Reading text
▼

These guys do use words. They produce verbage by the truck load for contracts, peer reviews, business plans. Somehow they think this mean they can also write fiction – if they just set their mind to it.

Better yet, they don’t even have to write a novel to prove their theory. They just point to Grisham, Kafka and Crighton and BAM! Case in point without even having to hit the keyboard (betcha that the three gentlemen above would call bullshit on that. )

Considering the economy here in 2012, that’s probably how a lot of these guys ran their businesses into bankruptcy.

The worst wrinkle on that is the guy who has confused you with a marketing fellow and thinks that you two can be partners.

The Idea Guy
To sum up this is another smart fellow who has an idea. For his single idea (we call that a “concept” in writer speak).

▲

Problem set
- a) List the authors whom the piece about would-be fiction writers names as proof that anyone can write a novel.
- b) Carry on the piece about people who believe they can write fiction, starting after its final sentence.
None of the rows are needed for this work.

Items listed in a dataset
▼

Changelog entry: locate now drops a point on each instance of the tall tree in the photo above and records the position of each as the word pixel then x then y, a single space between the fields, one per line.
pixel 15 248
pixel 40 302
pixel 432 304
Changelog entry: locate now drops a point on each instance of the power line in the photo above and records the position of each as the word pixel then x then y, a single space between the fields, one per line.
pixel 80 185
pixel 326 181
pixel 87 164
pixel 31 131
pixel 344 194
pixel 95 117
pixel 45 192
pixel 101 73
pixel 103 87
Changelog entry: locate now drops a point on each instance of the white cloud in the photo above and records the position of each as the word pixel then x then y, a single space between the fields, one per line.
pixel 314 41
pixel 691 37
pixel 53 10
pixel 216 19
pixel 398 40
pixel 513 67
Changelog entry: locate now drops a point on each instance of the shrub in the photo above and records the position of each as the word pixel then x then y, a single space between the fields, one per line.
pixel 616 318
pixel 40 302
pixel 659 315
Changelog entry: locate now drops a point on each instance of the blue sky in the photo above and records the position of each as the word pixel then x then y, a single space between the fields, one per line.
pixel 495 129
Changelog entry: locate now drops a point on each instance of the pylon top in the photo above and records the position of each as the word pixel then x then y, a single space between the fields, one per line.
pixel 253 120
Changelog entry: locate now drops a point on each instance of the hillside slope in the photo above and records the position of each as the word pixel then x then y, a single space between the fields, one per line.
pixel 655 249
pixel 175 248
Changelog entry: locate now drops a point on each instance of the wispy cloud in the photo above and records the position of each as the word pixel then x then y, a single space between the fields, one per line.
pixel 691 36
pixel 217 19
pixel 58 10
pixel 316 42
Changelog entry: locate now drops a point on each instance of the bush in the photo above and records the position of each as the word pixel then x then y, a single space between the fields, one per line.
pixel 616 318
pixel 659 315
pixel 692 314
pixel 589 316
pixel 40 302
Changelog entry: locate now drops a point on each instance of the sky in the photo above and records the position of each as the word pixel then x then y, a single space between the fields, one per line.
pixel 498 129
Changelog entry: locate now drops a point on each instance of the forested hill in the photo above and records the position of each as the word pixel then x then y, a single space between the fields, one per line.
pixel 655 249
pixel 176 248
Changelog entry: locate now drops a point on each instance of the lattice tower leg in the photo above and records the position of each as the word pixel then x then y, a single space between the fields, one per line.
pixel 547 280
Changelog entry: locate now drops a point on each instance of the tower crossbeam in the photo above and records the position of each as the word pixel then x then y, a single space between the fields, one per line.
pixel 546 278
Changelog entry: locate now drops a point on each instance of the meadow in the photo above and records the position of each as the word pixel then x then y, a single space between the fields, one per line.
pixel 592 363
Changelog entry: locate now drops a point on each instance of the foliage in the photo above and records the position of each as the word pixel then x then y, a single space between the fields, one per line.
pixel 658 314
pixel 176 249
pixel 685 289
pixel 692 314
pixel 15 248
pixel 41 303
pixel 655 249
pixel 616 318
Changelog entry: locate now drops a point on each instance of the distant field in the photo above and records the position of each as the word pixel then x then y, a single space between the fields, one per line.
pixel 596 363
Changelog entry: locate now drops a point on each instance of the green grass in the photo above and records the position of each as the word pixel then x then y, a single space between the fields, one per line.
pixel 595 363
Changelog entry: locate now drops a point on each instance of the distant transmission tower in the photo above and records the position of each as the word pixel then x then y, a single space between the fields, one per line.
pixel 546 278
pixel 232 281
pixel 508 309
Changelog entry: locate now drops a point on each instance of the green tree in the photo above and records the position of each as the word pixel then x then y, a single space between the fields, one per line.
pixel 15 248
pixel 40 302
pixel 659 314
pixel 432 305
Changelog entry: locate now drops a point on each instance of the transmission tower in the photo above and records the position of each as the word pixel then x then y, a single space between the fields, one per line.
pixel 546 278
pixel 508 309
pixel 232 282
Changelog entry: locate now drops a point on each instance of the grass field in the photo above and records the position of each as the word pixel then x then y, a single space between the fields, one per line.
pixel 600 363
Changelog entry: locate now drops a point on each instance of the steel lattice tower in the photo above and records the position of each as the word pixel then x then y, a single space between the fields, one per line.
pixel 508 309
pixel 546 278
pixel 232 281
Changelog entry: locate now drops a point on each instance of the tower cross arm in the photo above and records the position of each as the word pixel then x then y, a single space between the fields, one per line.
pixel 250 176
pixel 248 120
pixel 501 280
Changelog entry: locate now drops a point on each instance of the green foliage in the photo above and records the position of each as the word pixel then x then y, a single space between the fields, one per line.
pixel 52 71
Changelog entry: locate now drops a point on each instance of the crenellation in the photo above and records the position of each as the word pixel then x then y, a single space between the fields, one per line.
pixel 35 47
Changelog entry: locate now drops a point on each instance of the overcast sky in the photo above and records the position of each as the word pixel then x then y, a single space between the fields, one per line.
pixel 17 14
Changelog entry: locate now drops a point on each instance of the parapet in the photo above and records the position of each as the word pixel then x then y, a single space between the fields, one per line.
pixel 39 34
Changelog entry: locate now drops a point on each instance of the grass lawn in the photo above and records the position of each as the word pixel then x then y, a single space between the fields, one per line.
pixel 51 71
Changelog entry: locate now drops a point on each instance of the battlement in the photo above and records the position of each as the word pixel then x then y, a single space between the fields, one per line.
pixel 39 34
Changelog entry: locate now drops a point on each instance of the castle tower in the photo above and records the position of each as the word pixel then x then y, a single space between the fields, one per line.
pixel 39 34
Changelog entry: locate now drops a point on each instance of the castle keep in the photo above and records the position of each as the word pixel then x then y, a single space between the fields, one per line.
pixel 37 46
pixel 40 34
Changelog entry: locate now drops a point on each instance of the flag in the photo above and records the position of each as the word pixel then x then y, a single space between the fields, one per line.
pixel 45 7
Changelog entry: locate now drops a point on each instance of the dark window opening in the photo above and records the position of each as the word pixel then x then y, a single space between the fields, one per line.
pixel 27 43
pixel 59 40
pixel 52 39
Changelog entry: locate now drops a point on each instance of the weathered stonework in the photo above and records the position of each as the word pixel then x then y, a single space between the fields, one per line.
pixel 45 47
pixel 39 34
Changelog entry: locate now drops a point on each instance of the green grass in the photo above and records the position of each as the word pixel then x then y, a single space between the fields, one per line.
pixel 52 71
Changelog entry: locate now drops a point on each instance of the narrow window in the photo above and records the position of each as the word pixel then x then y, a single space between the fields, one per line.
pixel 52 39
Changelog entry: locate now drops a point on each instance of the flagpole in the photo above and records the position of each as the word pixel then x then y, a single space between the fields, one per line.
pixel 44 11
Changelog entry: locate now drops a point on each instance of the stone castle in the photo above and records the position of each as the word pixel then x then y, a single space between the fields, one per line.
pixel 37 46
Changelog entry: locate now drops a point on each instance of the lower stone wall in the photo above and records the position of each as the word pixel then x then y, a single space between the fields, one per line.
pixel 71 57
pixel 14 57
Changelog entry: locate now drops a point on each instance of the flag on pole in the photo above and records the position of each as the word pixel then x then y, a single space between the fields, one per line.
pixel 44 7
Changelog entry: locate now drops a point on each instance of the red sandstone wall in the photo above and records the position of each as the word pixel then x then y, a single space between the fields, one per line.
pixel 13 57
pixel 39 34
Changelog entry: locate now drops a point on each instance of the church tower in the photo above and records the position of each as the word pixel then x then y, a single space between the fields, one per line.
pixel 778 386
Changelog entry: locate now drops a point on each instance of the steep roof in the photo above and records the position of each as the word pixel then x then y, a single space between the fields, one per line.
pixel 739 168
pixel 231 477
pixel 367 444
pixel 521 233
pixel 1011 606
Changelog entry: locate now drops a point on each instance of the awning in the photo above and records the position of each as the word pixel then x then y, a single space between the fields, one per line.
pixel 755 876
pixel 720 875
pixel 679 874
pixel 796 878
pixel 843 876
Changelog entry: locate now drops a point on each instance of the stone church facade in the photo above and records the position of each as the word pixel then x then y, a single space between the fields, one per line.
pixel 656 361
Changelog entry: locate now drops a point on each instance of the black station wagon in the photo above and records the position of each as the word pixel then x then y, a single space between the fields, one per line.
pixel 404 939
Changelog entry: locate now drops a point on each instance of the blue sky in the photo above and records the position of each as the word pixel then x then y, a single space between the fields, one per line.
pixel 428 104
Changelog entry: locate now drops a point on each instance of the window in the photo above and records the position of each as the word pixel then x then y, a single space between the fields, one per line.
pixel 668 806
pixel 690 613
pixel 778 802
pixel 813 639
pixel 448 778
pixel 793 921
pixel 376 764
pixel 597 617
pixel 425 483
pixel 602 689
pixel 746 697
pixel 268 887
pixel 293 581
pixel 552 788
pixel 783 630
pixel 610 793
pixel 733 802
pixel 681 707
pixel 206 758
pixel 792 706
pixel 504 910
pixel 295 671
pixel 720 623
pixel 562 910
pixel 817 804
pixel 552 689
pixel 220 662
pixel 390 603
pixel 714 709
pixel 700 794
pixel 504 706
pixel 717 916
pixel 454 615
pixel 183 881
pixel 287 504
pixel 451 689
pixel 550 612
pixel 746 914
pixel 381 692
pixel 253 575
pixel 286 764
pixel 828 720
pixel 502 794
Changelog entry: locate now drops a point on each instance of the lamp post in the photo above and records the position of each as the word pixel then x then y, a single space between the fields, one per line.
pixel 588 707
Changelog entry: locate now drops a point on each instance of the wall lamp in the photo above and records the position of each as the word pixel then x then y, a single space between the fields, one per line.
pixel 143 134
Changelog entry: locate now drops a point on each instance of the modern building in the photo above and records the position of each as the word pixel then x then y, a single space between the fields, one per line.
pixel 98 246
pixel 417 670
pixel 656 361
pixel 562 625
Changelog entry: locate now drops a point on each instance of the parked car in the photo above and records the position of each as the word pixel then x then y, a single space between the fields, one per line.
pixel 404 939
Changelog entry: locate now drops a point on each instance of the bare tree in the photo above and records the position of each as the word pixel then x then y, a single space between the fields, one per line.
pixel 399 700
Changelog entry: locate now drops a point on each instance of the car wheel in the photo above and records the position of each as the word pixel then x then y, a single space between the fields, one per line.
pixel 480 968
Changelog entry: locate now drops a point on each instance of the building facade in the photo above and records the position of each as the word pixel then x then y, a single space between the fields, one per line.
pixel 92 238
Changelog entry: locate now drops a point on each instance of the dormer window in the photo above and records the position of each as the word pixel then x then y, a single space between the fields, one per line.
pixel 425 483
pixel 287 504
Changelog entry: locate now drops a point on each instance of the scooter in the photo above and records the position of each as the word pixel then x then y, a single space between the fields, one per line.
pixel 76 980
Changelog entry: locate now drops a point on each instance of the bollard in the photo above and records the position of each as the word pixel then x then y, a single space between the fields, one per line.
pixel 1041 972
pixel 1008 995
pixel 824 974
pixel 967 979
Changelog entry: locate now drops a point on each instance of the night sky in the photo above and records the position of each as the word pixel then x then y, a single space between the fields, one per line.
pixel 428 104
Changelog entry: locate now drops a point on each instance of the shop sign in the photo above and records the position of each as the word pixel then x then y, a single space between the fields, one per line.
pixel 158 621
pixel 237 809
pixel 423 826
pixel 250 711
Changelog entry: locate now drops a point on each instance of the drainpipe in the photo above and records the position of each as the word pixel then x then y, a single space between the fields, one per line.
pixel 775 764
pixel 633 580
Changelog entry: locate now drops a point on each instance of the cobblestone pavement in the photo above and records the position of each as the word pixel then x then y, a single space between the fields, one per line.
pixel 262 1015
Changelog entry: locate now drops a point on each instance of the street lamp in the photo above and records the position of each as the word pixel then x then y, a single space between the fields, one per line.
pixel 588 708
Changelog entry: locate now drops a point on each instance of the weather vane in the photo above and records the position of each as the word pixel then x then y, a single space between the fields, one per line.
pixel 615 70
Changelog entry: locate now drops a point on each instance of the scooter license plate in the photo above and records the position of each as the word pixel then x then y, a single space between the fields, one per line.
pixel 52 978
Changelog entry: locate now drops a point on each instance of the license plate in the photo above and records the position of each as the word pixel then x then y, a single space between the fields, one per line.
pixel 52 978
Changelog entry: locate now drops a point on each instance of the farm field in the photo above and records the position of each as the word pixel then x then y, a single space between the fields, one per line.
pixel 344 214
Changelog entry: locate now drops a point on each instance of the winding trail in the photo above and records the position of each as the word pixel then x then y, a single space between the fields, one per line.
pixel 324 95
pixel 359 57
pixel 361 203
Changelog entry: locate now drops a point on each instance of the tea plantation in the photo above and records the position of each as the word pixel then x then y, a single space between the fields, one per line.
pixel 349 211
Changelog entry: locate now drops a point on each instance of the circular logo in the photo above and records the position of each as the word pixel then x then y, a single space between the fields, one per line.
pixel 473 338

▲

Written answers
- a) Grisham, Kafka, Crighton

- b)
And here’s the deal. He’s willing to share that idea with you (well, it could be something more, like asking you to write his/her memoir) for a 50/50 split. The idea, this gold nugget of the rarest imagination will tumble from his lips to your humble lap.  – if you ‘re lucky, this idea is more than single word (bioterroism!) and maybe a whole sentence (Innocent man has a twin serial killer!)
 From there, you only have to spend the next two years typing up the story, creating characters from whole cloth and wrapping a real plot around the concept.

Then this guy keeps hounding you with this great deal.  You dread the next time you meet him because he’s going to bring it up again. Sometimes he’s even joking about it, like he’s trying to be ironic about it, but you know deep down he’s hoping you’ll  bite.

David Morell (you might be familiar with the movie version of First Blood) says that he now tells people he’s a literary professor just to avoid these guys.  By the way, his On a Lifetime of Writing is required reading. Warning: The parts about Hollywood and the Publishing industry will crush you soul.

Not all idea guys have initials behind their names, though. Some of the guys making you this deal will be your neighbors.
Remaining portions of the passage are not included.